> **Instructions to follow**: Rewrite every line of the listing from the line holding "Where can you find the overcast" through the end of the listing, inclusive, raising each coordinate number in the answers by 67 and leaving all other wording unchanged.

----

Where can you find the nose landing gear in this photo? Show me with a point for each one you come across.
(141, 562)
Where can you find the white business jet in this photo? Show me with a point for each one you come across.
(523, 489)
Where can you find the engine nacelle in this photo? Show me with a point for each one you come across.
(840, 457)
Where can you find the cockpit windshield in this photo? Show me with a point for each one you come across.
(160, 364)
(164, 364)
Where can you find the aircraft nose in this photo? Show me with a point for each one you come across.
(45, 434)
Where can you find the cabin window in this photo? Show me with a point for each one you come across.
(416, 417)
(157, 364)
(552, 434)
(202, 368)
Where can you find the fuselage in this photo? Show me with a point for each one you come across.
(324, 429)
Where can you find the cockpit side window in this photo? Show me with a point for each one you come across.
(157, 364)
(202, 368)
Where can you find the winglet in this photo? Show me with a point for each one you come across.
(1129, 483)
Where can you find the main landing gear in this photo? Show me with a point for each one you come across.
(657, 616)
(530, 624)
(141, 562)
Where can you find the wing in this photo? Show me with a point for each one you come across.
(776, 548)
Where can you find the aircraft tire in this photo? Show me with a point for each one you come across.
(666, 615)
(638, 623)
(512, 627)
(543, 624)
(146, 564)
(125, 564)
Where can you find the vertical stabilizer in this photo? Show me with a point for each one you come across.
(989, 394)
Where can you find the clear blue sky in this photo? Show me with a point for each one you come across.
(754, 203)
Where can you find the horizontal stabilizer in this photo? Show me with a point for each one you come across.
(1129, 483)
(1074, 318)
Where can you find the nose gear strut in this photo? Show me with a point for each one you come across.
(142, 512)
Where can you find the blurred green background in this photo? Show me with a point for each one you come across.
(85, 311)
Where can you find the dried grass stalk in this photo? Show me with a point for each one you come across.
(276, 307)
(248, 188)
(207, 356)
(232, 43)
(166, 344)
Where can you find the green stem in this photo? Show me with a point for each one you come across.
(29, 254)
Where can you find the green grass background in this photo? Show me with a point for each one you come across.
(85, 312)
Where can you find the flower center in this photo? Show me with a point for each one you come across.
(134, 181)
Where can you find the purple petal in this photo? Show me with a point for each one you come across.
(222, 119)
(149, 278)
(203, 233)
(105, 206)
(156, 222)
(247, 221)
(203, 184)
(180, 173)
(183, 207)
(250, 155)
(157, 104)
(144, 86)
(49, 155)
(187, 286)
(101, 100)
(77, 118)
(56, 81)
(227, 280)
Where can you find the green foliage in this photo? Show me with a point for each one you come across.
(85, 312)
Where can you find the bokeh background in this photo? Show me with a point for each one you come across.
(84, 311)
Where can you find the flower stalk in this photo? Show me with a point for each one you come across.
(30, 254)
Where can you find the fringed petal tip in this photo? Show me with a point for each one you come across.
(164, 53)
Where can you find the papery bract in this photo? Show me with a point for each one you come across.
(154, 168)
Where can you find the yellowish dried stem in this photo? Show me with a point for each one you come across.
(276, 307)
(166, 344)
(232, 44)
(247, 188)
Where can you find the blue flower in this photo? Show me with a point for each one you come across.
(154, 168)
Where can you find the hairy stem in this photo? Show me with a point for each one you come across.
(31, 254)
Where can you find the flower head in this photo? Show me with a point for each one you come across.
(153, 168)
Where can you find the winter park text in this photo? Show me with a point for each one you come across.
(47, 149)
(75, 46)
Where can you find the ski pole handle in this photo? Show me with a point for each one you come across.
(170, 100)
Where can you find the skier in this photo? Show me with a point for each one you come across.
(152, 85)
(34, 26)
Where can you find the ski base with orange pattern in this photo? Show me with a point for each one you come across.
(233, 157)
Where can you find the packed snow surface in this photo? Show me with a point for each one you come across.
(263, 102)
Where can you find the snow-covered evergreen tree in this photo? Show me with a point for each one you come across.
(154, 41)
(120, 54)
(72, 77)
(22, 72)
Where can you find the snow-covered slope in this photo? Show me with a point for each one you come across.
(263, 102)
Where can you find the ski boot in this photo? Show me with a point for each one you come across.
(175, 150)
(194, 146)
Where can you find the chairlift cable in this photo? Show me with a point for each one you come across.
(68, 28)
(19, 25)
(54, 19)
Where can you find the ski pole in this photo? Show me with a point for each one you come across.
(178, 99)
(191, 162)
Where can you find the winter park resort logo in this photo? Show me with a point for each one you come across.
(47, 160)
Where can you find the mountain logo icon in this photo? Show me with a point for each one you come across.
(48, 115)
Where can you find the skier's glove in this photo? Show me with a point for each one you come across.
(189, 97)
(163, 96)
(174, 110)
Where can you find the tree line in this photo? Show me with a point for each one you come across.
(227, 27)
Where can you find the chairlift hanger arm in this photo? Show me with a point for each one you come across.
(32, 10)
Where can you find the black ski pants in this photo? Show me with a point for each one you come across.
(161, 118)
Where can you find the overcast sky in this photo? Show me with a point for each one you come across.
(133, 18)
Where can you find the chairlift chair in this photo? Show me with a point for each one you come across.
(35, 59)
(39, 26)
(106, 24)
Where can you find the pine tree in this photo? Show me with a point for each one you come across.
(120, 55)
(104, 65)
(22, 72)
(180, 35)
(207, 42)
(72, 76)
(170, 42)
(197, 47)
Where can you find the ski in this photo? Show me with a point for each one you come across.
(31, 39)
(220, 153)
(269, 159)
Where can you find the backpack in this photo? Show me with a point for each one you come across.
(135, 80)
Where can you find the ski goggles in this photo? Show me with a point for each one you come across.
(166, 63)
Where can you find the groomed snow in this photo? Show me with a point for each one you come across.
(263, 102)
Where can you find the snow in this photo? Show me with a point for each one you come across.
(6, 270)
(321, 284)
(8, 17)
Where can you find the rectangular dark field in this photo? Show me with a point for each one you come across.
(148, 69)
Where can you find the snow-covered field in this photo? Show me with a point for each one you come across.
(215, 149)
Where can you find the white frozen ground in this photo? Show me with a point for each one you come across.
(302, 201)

----

> **Right answer**:
Where can you find the overcast sky in this photo? Show me with a point for each one you come across.
(200, 85)
Where can you find the chairlift chair in this photo? Show me with a point for each one you come across.
(102, 126)
(106, 93)
(173, 91)
Where can you find the pine tree in this photo? Show me with a point for each one you come across.
(187, 122)
(171, 132)
(89, 139)
(247, 102)
(274, 109)
(139, 143)
(237, 109)
(264, 114)
Where can you find the ski in this photo? Show me with a point for each one you come across.
(98, 106)
(287, 220)
(336, 226)
Where can you find the backpack in this photo? Show me with a point for each one you come across.
(202, 147)
Where can you find the ski goggles in this photo? Show me with a point for each one you come across.
(233, 130)
Where can you find the groomed snow in this photo? Show me with a point for each one you come across.
(330, 169)
Where can you find the snow in this photo? Show me with a point for each one you come across.
(73, 337)
(388, 351)
(75, 84)
Where can you find the rectangular dark field in this photo? Show me with a point for each one you come across.
(215, 136)
Where can you find the snow-covered field in this photo? Show me with a point for each one you come across.
(282, 216)
Where can you find the white frozen ground in this photo? Show me with a point for each one you come across.
(369, 268)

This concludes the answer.